Work to be completed »
Send back the records in full, character for character.

Listed entries »
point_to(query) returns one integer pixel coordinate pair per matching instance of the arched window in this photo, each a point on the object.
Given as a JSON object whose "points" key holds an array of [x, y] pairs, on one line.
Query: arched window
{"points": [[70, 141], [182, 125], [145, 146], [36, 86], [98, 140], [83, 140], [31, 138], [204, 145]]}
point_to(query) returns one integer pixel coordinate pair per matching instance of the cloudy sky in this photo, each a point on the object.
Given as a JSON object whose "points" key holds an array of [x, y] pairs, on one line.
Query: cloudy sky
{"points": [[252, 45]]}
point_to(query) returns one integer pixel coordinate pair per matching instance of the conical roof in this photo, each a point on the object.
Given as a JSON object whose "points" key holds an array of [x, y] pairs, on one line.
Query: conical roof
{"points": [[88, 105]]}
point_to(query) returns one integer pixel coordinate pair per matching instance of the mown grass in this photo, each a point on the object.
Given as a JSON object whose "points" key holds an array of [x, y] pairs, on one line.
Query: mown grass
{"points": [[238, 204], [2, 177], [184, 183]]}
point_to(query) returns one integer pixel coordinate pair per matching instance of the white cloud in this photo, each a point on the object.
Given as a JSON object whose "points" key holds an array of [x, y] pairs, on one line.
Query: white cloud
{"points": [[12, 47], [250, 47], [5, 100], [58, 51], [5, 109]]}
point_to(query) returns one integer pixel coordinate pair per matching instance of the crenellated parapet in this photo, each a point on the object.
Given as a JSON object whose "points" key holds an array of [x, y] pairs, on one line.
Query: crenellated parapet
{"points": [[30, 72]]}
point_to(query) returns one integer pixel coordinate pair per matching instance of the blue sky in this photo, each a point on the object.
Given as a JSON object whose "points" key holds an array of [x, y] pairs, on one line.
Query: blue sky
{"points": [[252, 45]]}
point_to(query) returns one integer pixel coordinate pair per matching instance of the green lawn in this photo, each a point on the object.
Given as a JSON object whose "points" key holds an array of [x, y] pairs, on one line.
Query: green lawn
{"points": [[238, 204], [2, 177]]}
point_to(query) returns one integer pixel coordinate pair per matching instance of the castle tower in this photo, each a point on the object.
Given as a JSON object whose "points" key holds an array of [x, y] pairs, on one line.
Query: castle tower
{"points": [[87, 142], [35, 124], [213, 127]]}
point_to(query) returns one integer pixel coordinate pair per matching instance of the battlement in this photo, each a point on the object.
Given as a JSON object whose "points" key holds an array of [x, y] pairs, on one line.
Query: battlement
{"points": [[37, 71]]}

Answer for this exercise »
point_to(query) returns one integer pixel coordinate pair per matching instance of the arched window in this photo, each a point on the object.
Given as a JSON object whose "points" key holds an array of [x, y] pairs, on one line.
Query: arched window
{"points": [[70, 141], [182, 125], [145, 146], [36, 86], [98, 140], [83, 140], [31, 138], [204, 145]]}
point_to(query) returns one integer pixel coordinate pair per matching instance of the cloudy sky in this photo, each a point on the object.
Given as a JSON object whose "points" key holds an array of [x, y] pairs, on one line.
Query: cloudy sky
{"points": [[252, 45]]}
point_to(query) returns one integer pixel coordinate pair per matching instance of the conical roof in this photo, each a point on the object.
Given as a JSON object whose "points" key holds an array of [x, y] pairs, on one line.
Query: conical roof
{"points": [[88, 105]]}
point_to(query) returns one integer pixel coordinate pair per matching instance of the mown grass in this photo, each a point on the object.
Given as a JSON object whose "points" key holds an array of [x, y] pairs, on one line.
Query: mown grass
{"points": [[238, 204], [2, 177], [184, 183]]}
point_to(query) returns one integer pixel coordinate pair per matching instance of the white cloud in this photo, each a point on the object.
Given as a JSON object whose "points" key holds an array of [x, y] pairs, on one line.
Query: white cloud
{"points": [[12, 47], [250, 47], [5, 100], [58, 51], [5, 109]]}
point_to(query) returns one integer pixel coordinate pair per matching instance of the crenellated parapet in this photo, each a point on the object.
Given as a JSON object whose "points" key holds an array of [x, y] pairs, on one line.
Query: crenellated parapet
{"points": [[30, 72]]}
point_to(query) returns one integer pixel coordinate pair per matching instance of the blue sky in this photo, each a point on the object.
Given as a JSON object whose "points" key holds an array of [x, y] pairs, on one line.
Query: blue sky
{"points": [[252, 45]]}
point_to(query) returns one integer pixel coordinate pair per matching instance of the green lawn in this photo, each a point on the object.
Given as a JSON object whose "points" key holds an array of [x, y] pairs, on one line.
Query: green lawn
{"points": [[238, 204], [2, 177]]}
point_to(query) returns one integer pixel coordinate pair per matching instance of the castle tower in this photo, each a point on the object.
Given as a JSON object whose "points" key holds an array of [x, y] pairs, on one line.
Query: castle tower
{"points": [[87, 142], [35, 124], [213, 127]]}
point_to(query) returns one integer pixel coordinate pair per matching instance of the battlement in this photo, each a point on the object.
Given as a JSON object whose "points" key holds an array of [x, y] pairs, on one line.
Query: battlement
{"points": [[37, 71]]}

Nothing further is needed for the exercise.